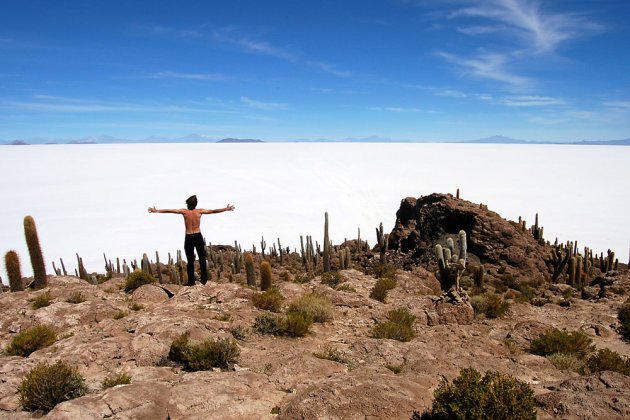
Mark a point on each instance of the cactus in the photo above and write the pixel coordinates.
(35, 251)
(451, 266)
(265, 275)
(572, 269)
(249, 270)
(383, 242)
(326, 245)
(12, 265)
(479, 276)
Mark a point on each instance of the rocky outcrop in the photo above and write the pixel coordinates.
(426, 221)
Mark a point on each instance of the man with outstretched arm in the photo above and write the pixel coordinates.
(194, 240)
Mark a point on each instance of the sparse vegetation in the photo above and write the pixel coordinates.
(556, 341)
(382, 287)
(76, 297)
(567, 362)
(46, 385)
(605, 359)
(331, 278)
(269, 300)
(42, 300)
(293, 324)
(399, 326)
(137, 279)
(204, 355)
(313, 305)
(116, 379)
(624, 317)
(470, 396)
(332, 354)
(489, 305)
(30, 340)
(120, 314)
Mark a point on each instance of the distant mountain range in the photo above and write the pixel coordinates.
(201, 138)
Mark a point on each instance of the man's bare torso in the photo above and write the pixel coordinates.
(192, 220)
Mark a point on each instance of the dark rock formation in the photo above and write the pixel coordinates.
(424, 222)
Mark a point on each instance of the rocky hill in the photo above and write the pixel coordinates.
(338, 370)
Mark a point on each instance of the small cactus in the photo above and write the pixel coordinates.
(35, 251)
(451, 266)
(12, 264)
(265, 275)
(249, 270)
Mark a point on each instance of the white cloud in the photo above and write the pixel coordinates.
(265, 106)
(209, 77)
(532, 101)
(395, 109)
(526, 20)
(489, 66)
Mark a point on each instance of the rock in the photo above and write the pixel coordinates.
(424, 222)
(149, 293)
(357, 395)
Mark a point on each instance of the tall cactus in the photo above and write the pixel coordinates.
(249, 270)
(451, 266)
(265, 275)
(326, 245)
(12, 264)
(35, 251)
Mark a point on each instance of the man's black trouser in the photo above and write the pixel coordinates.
(195, 241)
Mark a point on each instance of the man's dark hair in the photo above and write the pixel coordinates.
(191, 202)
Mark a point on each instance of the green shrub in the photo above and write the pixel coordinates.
(314, 305)
(606, 359)
(567, 362)
(332, 354)
(46, 385)
(399, 326)
(297, 324)
(332, 279)
(384, 271)
(382, 286)
(116, 379)
(30, 340)
(495, 396)
(120, 314)
(624, 317)
(76, 297)
(137, 279)
(489, 305)
(270, 300)
(43, 300)
(204, 355)
(293, 324)
(556, 341)
(346, 288)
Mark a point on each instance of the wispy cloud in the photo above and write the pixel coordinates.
(492, 66)
(208, 77)
(47, 103)
(264, 106)
(181, 33)
(398, 109)
(532, 101)
(526, 20)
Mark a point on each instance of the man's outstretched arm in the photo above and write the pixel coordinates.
(229, 207)
(175, 211)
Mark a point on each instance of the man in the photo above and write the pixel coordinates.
(194, 240)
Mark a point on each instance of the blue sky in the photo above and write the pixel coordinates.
(423, 70)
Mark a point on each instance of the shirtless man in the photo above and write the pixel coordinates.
(194, 240)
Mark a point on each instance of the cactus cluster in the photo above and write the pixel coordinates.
(451, 265)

################

* Activity
Except for the pictures, copy every line of the records above exactly.

* Expected output
Mark a point on each instance of the cactus in the photo above and write the pixel coordinates.
(35, 251)
(451, 266)
(265, 275)
(572, 269)
(249, 270)
(383, 242)
(326, 245)
(12, 265)
(479, 276)
Mark a point on each instance of the rocky outcrop in the photo above and write the pixel coordinates.
(426, 221)
Mark a point on each instance of the man with outstretched arm in the photo above and write the pixel coordinates.
(194, 240)
Mark a point on each instance of the sparse vegetation in the photo above and write the pixel coordinates.
(556, 341)
(382, 287)
(76, 297)
(567, 362)
(46, 385)
(605, 359)
(331, 278)
(269, 300)
(42, 300)
(293, 324)
(399, 326)
(137, 279)
(204, 355)
(313, 305)
(116, 379)
(624, 317)
(470, 396)
(332, 354)
(489, 305)
(30, 340)
(120, 314)
Mark a point on each instance of the distant mountain range in the photo above and write the pixel coordinates.
(201, 138)
Mark a point on each instance of the man's bare torso in the photo above and write the pixel coordinates.
(192, 220)
Mark a point on each instance of the dark rock formation in the photo above and write the pixel coordinates.
(424, 222)
Mark a point on each instance of the rocky hill in the photo above and write the pixel coordinates.
(338, 370)
Mark a point on each instance of the small cactus in the photo above and write the pixel coordinates.
(35, 251)
(451, 266)
(12, 264)
(265, 275)
(249, 270)
Mark a point on each instance of the white cloud in the photo above and write the pixel coordinates.
(265, 106)
(209, 77)
(532, 101)
(395, 109)
(526, 20)
(489, 66)
Mark a point on each instance of the rock in the photo above and write the pixel coordinates.
(424, 222)
(149, 293)
(357, 395)
Mark a point on each instance of the tall cactus in the photo above and write the pixel coordinates.
(249, 270)
(451, 266)
(265, 275)
(326, 245)
(12, 264)
(35, 251)
Mark a point on each instance of the man's black trouser in the photo above and write the pixel coordinates.
(195, 241)
Mark a point on each instance of the man's dark hair in the photo above and write the pixel coordinates.
(191, 202)
Mark a point on each instance of the green shrub in the photo above and write the pixel coordinates.
(314, 305)
(606, 359)
(567, 362)
(332, 354)
(46, 385)
(399, 326)
(297, 324)
(332, 279)
(384, 271)
(382, 286)
(116, 379)
(30, 340)
(495, 396)
(120, 314)
(624, 317)
(76, 297)
(137, 279)
(489, 305)
(270, 300)
(43, 300)
(204, 355)
(293, 324)
(556, 341)
(346, 288)
Mark a point on each instance of the wispy cloud in the photo above and write the pixel coordinates.
(492, 66)
(208, 77)
(47, 103)
(264, 106)
(181, 33)
(398, 109)
(532, 101)
(526, 20)
Mark a point on each instance of the man's outstretched arm in the photo above and write the pixel coordinates.
(229, 207)
(175, 211)
Mark a point on each instance of the man in the photo above and write the pixel coordinates.
(194, 240)
Mark a point on each instance of the blue sky in the photo above and write the pixel coordinates.
(423, 70)
Mark a point on each instance of the shirtless man in the photo above and write the pixel coordinates.
(194, 240)
Mark a point on each instance of the cactus cluster in the photo above and write the pixel coordinates.
(451, 265)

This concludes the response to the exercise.